WHAT IS EXPECTED:
Render the material below as a numbered list, starting at the line that contains "Task: for the roadway count, mark the man's eye" and continuing through the end of the material, with blank lines omitted.

Examples of point labeling:
========================================

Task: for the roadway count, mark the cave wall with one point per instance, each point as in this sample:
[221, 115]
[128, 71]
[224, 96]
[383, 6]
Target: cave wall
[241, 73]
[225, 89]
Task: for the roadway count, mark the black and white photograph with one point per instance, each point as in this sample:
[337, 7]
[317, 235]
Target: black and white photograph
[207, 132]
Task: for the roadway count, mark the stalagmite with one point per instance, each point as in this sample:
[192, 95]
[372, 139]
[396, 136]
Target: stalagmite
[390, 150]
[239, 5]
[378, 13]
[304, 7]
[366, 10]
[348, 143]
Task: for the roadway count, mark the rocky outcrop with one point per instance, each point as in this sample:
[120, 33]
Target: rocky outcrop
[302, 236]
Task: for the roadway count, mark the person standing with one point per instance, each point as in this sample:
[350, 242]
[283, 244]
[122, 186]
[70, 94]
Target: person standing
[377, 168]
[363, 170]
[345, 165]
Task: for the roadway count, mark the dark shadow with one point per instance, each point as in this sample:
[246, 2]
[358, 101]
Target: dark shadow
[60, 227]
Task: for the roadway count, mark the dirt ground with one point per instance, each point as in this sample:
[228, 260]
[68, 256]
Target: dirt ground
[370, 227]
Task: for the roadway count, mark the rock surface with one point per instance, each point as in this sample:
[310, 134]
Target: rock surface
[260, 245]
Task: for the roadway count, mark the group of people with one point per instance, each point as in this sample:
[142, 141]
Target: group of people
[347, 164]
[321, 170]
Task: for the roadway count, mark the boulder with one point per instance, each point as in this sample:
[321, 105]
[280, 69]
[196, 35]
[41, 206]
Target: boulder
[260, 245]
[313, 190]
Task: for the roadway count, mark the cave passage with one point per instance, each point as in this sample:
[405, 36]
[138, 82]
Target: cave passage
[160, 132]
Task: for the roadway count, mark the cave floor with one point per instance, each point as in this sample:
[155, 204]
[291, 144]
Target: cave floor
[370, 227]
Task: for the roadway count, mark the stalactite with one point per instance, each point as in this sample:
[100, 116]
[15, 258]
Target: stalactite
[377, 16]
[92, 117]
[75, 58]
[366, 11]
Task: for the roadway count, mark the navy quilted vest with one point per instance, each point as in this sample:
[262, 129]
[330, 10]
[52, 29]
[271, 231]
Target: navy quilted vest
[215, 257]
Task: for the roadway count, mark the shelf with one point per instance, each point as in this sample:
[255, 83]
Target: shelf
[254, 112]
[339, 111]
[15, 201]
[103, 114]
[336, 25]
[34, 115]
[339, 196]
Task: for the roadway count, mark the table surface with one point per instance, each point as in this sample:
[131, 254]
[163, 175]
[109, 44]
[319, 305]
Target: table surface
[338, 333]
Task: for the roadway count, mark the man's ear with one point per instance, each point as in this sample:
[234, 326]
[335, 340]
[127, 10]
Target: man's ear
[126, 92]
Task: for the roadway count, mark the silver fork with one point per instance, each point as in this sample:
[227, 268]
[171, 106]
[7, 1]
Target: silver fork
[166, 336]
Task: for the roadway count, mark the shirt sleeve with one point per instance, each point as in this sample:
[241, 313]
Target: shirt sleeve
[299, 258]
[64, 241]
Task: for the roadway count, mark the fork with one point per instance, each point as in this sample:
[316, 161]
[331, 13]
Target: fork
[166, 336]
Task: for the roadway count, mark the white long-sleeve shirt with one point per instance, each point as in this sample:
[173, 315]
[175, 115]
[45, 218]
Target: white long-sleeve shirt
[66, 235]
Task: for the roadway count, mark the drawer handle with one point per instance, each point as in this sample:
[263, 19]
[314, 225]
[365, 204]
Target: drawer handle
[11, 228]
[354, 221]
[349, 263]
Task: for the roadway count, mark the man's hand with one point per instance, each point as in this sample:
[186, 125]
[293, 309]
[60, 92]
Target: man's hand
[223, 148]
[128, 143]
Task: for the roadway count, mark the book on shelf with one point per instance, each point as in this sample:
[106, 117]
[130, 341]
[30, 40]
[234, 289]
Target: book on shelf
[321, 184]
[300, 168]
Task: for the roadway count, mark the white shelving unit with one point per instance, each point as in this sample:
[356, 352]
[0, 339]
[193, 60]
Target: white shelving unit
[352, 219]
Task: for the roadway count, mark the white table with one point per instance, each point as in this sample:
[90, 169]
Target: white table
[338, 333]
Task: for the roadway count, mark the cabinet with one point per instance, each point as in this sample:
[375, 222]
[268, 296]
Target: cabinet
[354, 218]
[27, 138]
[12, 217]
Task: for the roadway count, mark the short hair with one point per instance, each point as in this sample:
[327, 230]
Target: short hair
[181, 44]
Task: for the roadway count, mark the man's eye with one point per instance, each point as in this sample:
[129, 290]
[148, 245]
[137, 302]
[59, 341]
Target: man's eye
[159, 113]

========================================

THE REPLY:
1. Task: for the roadway count, mark the man's eye with one point per instance, each point as in this sample:
2. [129, 290]
3. [148, 245]
4. [137, 302]
5. [59, 341]
6. Target: man's eye
7. [159, 113]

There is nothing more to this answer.